- [Document excerpt]

The overall steps for interacting with a Gym environment are:

  1. Defining an environment

  2. Reset the environment and get the initial observation

  3. Interact with the environment with a loop:

    • Based on the last observation, the controller decides which actions to take

    • Step the simulation, applying the selected actions. The simulation will return you the new observation (and optionally some additional information)

    • Optional: render the simulation graphically

    • Break if certain conditions are met (eg. task is accomplished or failed), otherwise continue

  4. Close the environment and analyze the results

This process is illustrated in the following code snippet:

 1env = MyEnvironement(...)
 2obs, info = env.reset()
 3
 4for step in range(1000):    # let's simulate 1000 steps max
 5    action = ...    # your controller decides what to do based on obs
 6    obs, reward, terminated, truncated, info = env.step(action)
 7    env.render()
 8    if terminated or truncated:
 9        break
10
11env.close()

Note that the action can be selected by any means defined by the user (eg. preprogrammed rules, algorithmic models, artificial neural networks).

The action and observation spaces#

The action is a dictionary with the following keys and values:

  • “joints”: The control signal for the actuated DoFs (eg. if NeuroMechFly.control == "position", then this is the target joint angle). This is a NumPy array of shape (|actuated_joints|,). The order of the DoFs is the same as NeuroMechFly.actuated_joints.

  • “adhesion” (if sim_params.enable_adhesion is True): The on/off signal of leg adhesion as a NumPy array of shape (6,), one for each leg. The order of the legs is: LF, LM, LH, RF, RM, RH (L/R = left/right, F/M/H = front/middle/hind).

The observation is a dictionary with the following keys and values:

  • “joints”: The joint states as a NumPy array of shape (3, |actuated_joints|). The three rows are the angle, angular velocity, and force at each DoF. The order of the DoFs is the same as NeuroMechFly.actuated_joints

  • “fly”: The fly state as a NumPy array of shape (4, 3). 0th row: x, y, z position of the fly in arena. 1st row: x, y, z velocity of the fly in arena. 2nd row: orientation of fly around x, y, z axes. 3rd row: rate of change of fly orientation.

- [Problems and tasks]
1) In the code snippet of the Gym environment walkthrough, which variables receive the values returned by env.step(action)? List them in order.
2) Write the next part of the Gym environment walkthrough, picking up right after its final sentence about the "fly" observation.
The records after this point are separate material and have no connection to the Gym environment walkthrough.

- [A block of data]
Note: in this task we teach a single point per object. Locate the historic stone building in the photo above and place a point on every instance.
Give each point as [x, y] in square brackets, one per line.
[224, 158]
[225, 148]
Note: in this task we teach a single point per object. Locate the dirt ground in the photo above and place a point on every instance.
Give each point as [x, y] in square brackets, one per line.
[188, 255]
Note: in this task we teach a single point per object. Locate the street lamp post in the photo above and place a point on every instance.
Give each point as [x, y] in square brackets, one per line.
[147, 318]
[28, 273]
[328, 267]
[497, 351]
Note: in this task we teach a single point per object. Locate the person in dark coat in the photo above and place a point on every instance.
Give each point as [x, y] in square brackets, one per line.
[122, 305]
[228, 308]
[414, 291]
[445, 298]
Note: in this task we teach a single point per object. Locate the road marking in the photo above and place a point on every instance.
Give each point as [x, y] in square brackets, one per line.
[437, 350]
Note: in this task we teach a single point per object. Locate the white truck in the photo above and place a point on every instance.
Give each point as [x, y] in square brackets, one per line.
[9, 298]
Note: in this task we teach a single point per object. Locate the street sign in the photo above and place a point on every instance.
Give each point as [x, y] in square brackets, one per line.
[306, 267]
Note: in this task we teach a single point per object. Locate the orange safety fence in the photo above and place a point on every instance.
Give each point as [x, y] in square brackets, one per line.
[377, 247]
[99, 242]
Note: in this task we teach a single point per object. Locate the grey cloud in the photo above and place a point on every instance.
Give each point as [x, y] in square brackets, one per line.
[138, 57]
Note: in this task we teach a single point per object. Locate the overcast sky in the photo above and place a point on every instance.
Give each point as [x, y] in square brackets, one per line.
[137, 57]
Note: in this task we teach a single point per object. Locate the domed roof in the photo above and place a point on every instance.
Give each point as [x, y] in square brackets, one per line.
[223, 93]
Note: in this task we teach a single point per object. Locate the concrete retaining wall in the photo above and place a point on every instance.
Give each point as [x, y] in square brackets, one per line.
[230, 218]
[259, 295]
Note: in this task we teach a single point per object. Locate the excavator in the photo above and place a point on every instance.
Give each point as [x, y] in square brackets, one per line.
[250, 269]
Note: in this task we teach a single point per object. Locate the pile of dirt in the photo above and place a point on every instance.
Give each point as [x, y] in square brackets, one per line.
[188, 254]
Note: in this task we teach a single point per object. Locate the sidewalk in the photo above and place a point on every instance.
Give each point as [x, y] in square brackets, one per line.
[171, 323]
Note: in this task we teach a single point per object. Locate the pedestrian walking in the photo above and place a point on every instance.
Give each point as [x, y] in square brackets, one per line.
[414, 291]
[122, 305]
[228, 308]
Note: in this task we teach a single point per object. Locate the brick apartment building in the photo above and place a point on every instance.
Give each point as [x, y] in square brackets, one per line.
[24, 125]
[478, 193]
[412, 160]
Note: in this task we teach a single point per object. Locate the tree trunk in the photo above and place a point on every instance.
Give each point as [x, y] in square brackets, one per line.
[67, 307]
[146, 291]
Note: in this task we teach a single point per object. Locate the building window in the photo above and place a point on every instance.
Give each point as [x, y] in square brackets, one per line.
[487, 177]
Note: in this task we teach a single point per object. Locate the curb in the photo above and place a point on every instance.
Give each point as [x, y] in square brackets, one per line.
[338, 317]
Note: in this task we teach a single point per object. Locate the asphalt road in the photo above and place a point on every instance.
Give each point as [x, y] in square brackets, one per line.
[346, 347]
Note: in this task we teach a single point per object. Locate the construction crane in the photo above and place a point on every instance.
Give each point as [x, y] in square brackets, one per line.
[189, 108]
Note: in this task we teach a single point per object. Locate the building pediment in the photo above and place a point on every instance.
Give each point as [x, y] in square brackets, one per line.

- [Answers to the problems]
1) obs, reward, terminated, truncated, info

2)
  • “contact_forces”: Readings of the touch contact sensors, one placed for each of the body segments specified in NeuroMechFly.contact_sensor_placements. This is a NumPy array of shape (|contact_sensor_placements|, 3)

  • “end_effectors”: The positions of the end effectors (most distal tarsus link) of the legs as a NumPy array of shape (6, 3). The order of the legs is: LF, LM, LH, RF, RM, RH (L/R = left/right, F/M/H = front/middle/hind).

  • “fly_orientation”: NumPy array of shape (3,). This is the vector (x, y, z) pointing toward the direction that the fly is facing.

  • “vision” (if sim_params.enable_vision is True): The light intensities sensed by the ommatidia on the compound eyes. This is a NumPy array of shape (2, num_ommatidia_per_eye, 2), where the zeroth dimension is the side (left, right in that order); the second dimension specifies the ommatidium, and the last column is for the spectral channel (yellow-type, pale-type in that order). Each ommatidium only has one channel with nonzero reading. The intensities are given on a [0, 1] scale.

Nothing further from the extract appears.